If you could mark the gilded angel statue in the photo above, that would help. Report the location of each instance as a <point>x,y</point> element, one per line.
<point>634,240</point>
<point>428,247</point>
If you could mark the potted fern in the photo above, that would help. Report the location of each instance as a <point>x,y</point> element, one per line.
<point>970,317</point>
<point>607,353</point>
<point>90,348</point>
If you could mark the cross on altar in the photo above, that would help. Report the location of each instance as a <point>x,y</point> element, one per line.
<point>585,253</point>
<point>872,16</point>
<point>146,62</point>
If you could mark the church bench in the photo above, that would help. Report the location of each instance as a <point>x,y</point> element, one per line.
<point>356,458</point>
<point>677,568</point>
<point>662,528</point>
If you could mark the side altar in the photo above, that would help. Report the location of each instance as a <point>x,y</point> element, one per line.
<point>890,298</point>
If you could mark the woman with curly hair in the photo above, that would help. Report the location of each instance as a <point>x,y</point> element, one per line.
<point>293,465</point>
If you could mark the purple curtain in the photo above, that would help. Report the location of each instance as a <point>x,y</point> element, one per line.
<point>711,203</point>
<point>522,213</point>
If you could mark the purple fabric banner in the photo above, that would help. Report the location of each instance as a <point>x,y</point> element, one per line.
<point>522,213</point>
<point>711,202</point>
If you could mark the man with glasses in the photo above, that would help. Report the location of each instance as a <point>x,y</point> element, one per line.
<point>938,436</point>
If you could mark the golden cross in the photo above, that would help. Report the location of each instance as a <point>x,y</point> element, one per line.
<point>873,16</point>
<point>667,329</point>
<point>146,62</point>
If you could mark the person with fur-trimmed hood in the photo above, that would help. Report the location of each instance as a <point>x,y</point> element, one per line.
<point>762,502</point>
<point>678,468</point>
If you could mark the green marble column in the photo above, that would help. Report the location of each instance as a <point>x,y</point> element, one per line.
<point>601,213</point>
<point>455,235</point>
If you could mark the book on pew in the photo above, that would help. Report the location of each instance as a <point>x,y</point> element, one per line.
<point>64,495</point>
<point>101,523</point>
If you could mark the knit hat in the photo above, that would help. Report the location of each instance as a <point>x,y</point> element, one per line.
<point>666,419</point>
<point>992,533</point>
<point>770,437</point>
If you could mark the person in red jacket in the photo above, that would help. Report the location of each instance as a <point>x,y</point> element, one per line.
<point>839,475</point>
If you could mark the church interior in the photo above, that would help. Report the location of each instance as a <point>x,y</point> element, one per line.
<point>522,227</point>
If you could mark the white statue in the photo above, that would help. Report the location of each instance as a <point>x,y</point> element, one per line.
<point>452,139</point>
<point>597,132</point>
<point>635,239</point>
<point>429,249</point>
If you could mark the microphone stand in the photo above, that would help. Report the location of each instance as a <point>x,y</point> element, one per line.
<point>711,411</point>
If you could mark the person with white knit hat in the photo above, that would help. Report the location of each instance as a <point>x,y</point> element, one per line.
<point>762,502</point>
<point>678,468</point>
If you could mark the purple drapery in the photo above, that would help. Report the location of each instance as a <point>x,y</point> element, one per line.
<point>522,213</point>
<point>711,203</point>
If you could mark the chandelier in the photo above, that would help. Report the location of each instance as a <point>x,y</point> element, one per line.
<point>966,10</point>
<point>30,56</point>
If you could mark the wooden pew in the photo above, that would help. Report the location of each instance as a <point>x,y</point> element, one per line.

TASK
Render as a numbered list the lines of the rows above, beginning with the line that contains "If you could mark the man" and stopping after the line that contains "<point>101,523</point>". Leave out any blank lines.

ANSWER IN FULL
1. If you could mark the man with glasses in the photo above, that would help. Report the location of each instance as a <point>x,y</point> element, one per line.
2. <point>938,436</point>
3. If you could mark the golden cross in the photo above, that would help. Report the location of each instance as a <point>x,y</point> element, one per line.
4. <point>873,16</point>
5. <point>667,329</point>
6. <point>146,62</point>
7. If you could mark the person with fur-trimmed hood in the photo above, that would help. Report the location of each instance as a <point>x,y</point> element, one per line.
8. <point>762,502</point>
9. <point>678,468</point>
10. If you could mark the green marble column in the photo above, that would help. Report the location of each instance as a <point>x,y</point> element, one per line.
11. <point>601,213</point>
12. <point>455,235</point>
13. If you could mark the book on pew in the photo above, that would help. Report the location of each instance as a <point>x,y</point> element, one per line.
14. <point>64,495</point>
15. <point>101,523</point>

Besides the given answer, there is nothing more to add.